**Objectives:**
1: Using the debenture definitions below, decide whether each statement agrees with them: (a) the Calculation Agent for the Debentures is The Bank of New York Mellon Trust Company, N.A., or any other successor; (b) the Common Stock has a par value of $1.00 per share; (c) a Deferral Period ends no later than the fifth anniversary of the Interest Payment Date on which it begins. For each, answer yes or no and quote the deciding words.
2: Reproduce the debenture definitions word for word, starting at "Fixed Rate Interest" and ending at "excluding September 15, 2022.".

**Document text:**
** start **
Business Day ” means any day other than (i) a Saturday or Sunday, (ii) a day on which banking institutions in New York City are authorized or required by law or executive order to remain closed, (iii) a day on which the Corporate Trust Office of the Trustee is closed for business or (iv) on or after September 15, 2022, a day that is not a London Banking Day.

Calculation Agent ” means, with respect to the Debentures, The Bank of New York Mellon Trust Company, N.A., or any other successor, acting as calculation agent in respect of the Debentures.

Common Stock ” means the common stock, par value $0.01 per share, of the Company.

Company ” has the meaning set forth in the Recitals.

“Debentures” has the meaning set forth in the Recitals.

 

2


“Debt Securities” or “Debt Security” has the meaning set forth in the Recitals.

Deferral Period ” means the period commencing on an Interest Payment Date with respect to which the Company elects or is deemed to elect to defer interest pursuant to Section 2.7 and ending on the earlier of (i) the fifth anniversary of that Interest Payment Date and (ii) the next Interest Payment Date on which the Company has paid all deferred and unpaid amounts (including Additional Interest) and all other accrued interest on the Debentures.

Event of Default ” has the meaning specified in Section 2.10.

“First Supplemental Indenture” has the meaning set forth in the Recitals.

Fixed Rate Interest Period ” the period beginning on and including August 21, 2012 and ending on but excluding the first Interest Payment Date and each successive period beginning on and including an Interest Payment Date and ending on but excluding the next Interest Payment Date, until but excluding September 15, 2022.
** end **
**Material provided:**
** start **
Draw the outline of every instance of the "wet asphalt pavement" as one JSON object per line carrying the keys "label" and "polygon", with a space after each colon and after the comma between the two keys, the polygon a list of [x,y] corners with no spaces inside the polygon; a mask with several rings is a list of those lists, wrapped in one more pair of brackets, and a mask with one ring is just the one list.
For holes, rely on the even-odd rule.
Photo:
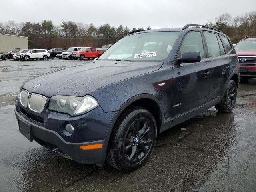
{"label": "wet asphalt pavement", "polygon": [[14,112],[21,83],[78,63],[86,62],[0,61],[0,192],[256,191],[254,79],[240,84],[232,112],[212,108],[158,135],[146,163],[131,173],[79,164],[30,142]]}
** end **
**Exercise answers:**
1:
(a) Yes: "The Bank of New York Mellon Trust Company, N.A., or any other successor"
(b) No: "par value $0.01 per share"
(c) Yes: "ending on the earlier of (i) the fifth anniversary of that Interest Payment Date"

2:
Fixed Rate Interest Period ” the period beginning on and including August 21, 2012 and ending on but excluding the first Interest Payment Date and each successive period beginning on and including an Interest Payment Date and ending on but excluding the next Interest Payment Date, until but excluding September 15, 2022.